Dr. Ali SAK
Oluşturulma Tarihi: Eylül 05, 2011 00:00
NRW eyaletinde SPD, Yeşiller/Birlik koalisayon ortakları ve CDU anlaşarak 2011/2012 eğitim yılından itibaren geçerli olmak üzere okul sisteminde köklü değişiklikler konusunda prensip anlaşması yaptılar.
Varılan anlaşmaya göre:
Herşeyden önce okul politikasında okul sisteminden çok, çocuk ve gençlerin ön planda olduğu vurgulandı. Öğrencilerin temel farklılıkları ve farklı yeteneklerini ön planda tutan ve her öğrenciye kişisel desteği sağlayabilecek bir eğitim sisteminin oluşturulması temel hedefler arasında olduğu vurgulandı. Çocukların sosyal durumu veya kökeni önem taşımadığının ve her öğrenciye kişisel zeka ve potansiyeline göre farklı yaklaşılması gerektiğinin altı çizildi. Temel hedef olarak okul sistemini öğrencilerin farklılıklarına göre yeniden şekillendirmek olduğu ve yeni eğitim sisteminde yol seçiminin çok yönlü olmasının önem taşıdıği vurgulandı.

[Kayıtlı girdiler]
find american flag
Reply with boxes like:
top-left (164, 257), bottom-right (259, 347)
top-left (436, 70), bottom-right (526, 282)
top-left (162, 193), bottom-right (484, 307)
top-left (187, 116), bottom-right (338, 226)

**Alıştırmalar**.
A - Okul anlaşması metnine göre aşağıdaki soruları yanıtlayınız.
(i) Anlaşmayı hangi partiler yaptı?
(ii) Okul sistemindeki değişiklikler hangi eğitim yılından itibaren geçerli olacak?
(iii) Okul politikasında okul sisteminden çok kimlerin ön planda olduğu vurgulandı?
B - Okul anlaşması metnini iki cümlede özetleyiniz.
C - Okul anlaşması metnini son cümlesinden sonra gelecek bölümü yazarak sürdürünüz.

**Alıştırma Yanıtları**.
A -
(i) SPD, Yeşiller/Birlik ve CDU.
(ii) 2011/2012 eğitim yılından itibaren.
(iii) Çocuk ve gençlerin.

B - NRW eyaletinde SPD, Yeşiller/Birlik ve CDU, 2011/2012 eğitim yılından itibaren okul sisteminde köklü değişiklikler yapılması için prensip anlaşmasına vardı. Anlaşmaya göre okul politikasında çocuk ve gençler ön planda tutulacak; sosyal durum ve kökene bakılmaksızın her öğrenciye kişisel zeka ve potansiyeline göre destek veren, okul sistemini öğrencilerin farklılıklarına göre yeniden şekillendiren bir eğitim sistemi hedeflendi.

C -
Öğrenci sayılarının gerilemesi ve velilerin okul seçimi nedeniyle okullaşma yapısında değişikliğe gidilmesi kaçınılmaz olduğu, bu bağlamda hauptschule denen ortaokulların rağbetten düşmesi nedeniyle de bu okulların eyalet anayasasında vurgulanan devamlılık garantisinin artık bir anlamı kalmadığı sonucuna varılmıştır. Bu nedenledir ki, bu okulların devamlılığını sağlayan anayasal garanti artık kaldırılacaktır. Bunun yerine anayasaya “eyalet hükümeti tüm bölgelerde yeterli ve çeşitlilik bakımından kamuya ait eğitim ve okul sistemini garanti eder”cümlesi eklenecektir. Varılan anlaşmaya göre NRW eyaletinde bundan böyle aşağıdaki okul tipleri olacaktır: ilkokul, gymnasium, realschule, hauptschule, sekundarschule (yeni okul tipi), gesamtschule, meslek kolejleri, ek eğitim kolejleri ve özel destekleme okulları (Förderschule).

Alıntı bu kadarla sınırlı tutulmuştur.